> Texto para analizar
Así, su poesía destila la percepción de las insuficiencias del proyecto de la modernidad occidental y presiente las consecuencias culturales que ella ya no podrá constatar, a diferencia de otros intelectuales de su generación, como Zygmunt Bau-man o Gilles Deleuze, nacidos también en 1925, o poco antes, como Jean-Francois Lyotard, en 1924, o poco después, como Michel Foucault, en 1926, y Jean Baudri-llard o Jürgen Habermas, nacidos en 1929.

Puesto que lo que destaco no es sólo el debate de ideas en torno a la posmodernidad, sino su muy específica representación metafórica, es importante señalar que en cuanto a la noción de metáfora que fundamenta estas reflexiones, considero que, como señala Paul de Man (1999), “la retórica no puede ser separada de su función epistemológica [.] Toda filosofía está condenada, en la medida en que depende de la figuración, a ser literaria y, como depositaria de este problema, toda literatura es hasta cierto punto filosófica” (p. 75). Ésta es la condición que vemos desplegarse en la trama metafórica de lo que llamo “la retórica de la posmodernidad”: el pensamiento filosófico aludirá a un recurso, que si no por esencia, sí por excelencia, es poético, y la poesía de Rosario cruzará constantemente las fronteras del discurso literario para acercarse al filosófico.

Datos de expresiones referenciales:
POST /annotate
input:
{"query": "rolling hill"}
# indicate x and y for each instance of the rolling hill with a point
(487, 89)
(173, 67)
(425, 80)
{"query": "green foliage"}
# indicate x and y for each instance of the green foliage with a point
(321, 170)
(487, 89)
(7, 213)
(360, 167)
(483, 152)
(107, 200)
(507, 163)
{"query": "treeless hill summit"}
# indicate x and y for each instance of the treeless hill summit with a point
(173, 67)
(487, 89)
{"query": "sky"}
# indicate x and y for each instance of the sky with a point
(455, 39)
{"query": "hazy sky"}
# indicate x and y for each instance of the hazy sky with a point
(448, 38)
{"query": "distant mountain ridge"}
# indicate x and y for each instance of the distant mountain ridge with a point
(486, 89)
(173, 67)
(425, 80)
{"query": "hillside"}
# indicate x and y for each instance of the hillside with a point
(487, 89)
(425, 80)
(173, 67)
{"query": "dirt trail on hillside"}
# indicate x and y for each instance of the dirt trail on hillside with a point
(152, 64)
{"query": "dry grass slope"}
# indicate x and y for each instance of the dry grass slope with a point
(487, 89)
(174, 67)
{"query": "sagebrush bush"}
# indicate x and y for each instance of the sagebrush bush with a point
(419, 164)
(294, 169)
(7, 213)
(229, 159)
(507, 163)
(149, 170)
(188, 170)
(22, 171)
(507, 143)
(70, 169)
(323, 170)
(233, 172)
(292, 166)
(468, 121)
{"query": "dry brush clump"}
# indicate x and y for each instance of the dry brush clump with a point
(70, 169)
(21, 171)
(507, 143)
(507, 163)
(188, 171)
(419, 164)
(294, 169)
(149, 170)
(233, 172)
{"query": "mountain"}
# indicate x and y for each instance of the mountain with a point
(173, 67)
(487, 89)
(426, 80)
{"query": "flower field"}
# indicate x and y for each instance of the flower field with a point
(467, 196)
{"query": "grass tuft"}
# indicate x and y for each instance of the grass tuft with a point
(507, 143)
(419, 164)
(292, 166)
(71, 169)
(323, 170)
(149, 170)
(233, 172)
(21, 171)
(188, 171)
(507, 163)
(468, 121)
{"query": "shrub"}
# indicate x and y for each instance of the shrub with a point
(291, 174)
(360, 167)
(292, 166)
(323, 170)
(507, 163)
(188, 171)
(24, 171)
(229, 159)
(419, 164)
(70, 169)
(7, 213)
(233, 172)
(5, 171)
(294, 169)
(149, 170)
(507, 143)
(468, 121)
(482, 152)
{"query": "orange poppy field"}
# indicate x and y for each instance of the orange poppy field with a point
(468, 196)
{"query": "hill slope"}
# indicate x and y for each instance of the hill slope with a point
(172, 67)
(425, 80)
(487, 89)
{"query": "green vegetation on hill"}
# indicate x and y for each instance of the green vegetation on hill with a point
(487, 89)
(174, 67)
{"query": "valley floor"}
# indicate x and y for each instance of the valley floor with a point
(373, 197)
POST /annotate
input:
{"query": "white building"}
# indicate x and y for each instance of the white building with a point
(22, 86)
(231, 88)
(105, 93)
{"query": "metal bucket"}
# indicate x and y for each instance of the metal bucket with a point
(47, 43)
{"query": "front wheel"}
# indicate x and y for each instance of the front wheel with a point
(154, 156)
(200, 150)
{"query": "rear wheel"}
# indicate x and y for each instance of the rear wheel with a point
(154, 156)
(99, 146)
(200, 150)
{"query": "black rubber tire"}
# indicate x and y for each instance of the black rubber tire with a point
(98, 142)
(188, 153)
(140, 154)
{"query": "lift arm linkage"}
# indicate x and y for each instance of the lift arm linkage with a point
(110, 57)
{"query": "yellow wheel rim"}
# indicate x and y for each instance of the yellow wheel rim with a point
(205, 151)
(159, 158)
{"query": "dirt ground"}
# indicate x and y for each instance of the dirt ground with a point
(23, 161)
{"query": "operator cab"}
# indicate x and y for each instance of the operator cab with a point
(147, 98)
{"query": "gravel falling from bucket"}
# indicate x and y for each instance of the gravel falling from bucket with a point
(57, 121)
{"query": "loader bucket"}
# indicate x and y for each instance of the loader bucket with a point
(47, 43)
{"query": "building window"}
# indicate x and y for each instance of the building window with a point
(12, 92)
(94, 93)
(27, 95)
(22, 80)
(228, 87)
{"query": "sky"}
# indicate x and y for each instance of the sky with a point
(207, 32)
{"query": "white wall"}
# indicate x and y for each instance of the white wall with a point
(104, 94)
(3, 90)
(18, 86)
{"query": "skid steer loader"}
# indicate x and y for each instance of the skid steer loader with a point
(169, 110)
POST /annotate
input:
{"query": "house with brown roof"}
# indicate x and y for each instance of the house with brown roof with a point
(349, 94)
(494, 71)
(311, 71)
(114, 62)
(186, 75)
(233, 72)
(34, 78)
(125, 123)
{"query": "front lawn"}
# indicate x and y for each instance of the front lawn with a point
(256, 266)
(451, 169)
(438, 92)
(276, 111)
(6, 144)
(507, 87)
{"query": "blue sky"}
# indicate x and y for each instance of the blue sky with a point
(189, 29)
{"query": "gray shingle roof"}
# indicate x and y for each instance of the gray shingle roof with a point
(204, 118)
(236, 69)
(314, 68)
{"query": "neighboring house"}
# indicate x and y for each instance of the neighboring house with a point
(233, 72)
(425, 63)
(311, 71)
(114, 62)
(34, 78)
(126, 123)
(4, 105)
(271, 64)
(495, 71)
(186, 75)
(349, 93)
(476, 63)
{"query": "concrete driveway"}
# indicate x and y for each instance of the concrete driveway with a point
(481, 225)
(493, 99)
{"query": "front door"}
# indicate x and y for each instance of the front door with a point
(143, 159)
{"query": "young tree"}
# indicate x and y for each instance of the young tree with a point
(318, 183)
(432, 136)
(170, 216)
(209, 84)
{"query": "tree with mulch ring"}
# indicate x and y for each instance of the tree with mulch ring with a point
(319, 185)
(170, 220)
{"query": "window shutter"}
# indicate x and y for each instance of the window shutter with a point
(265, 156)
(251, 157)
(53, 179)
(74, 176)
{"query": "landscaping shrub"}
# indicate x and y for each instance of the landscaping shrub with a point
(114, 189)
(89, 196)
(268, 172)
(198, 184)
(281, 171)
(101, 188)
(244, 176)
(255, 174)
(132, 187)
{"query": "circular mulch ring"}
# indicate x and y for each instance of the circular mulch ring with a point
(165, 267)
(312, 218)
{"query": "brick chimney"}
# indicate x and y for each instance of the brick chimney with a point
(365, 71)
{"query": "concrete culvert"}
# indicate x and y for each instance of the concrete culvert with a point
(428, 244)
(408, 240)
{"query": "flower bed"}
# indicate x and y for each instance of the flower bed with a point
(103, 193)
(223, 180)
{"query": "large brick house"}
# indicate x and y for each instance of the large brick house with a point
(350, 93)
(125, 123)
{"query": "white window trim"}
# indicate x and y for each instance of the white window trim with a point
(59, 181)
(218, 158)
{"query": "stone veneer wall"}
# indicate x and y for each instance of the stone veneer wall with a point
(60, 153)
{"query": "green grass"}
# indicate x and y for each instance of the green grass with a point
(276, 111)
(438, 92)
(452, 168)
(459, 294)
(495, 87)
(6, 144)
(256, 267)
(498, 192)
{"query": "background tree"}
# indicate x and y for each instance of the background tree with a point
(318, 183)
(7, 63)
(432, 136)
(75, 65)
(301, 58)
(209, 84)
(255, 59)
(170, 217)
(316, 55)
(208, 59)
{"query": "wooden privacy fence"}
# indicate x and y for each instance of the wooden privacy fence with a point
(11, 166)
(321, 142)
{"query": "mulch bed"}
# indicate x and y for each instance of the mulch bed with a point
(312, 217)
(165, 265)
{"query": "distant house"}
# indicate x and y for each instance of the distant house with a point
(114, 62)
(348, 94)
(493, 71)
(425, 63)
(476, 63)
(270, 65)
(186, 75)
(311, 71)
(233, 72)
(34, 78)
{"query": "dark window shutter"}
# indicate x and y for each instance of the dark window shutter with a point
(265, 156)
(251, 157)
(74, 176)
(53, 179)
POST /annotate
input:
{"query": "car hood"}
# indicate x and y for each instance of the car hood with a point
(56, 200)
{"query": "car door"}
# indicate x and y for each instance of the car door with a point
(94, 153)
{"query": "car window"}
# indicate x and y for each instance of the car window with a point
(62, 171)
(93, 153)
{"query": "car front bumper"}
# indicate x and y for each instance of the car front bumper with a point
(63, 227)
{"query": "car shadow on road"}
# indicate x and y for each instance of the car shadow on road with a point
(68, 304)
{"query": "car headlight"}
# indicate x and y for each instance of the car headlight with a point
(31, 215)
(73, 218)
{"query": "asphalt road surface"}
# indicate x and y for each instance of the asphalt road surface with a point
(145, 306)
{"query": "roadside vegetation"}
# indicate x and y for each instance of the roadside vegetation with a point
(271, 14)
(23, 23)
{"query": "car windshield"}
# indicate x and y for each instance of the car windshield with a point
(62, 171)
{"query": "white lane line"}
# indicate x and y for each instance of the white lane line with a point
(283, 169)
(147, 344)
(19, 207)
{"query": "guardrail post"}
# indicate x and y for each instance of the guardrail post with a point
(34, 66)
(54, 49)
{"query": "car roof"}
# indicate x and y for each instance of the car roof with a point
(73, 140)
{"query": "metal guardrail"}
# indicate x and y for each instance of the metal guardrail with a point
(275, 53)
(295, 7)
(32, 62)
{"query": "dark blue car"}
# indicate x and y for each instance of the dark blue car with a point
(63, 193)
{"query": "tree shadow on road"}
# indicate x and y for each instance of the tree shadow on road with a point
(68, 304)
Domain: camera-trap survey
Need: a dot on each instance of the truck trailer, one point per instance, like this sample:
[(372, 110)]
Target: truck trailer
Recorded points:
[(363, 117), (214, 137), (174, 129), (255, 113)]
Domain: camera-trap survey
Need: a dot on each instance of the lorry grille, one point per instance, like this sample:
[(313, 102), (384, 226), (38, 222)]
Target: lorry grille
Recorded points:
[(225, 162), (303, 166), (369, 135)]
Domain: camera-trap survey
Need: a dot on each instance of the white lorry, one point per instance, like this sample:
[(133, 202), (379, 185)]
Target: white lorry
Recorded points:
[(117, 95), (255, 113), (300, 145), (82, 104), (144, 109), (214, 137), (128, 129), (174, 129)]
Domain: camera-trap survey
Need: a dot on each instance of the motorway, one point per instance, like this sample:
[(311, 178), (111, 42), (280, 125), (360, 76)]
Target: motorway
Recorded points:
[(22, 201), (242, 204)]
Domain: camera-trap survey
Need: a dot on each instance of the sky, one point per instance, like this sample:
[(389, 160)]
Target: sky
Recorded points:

> Lo que se pide
Según el texto sobre la poesía de Rosario y la posmodernidad, ¿en qué año nació Jean-Francois Lyotard?

> Resultado del ejercicio
En 1924.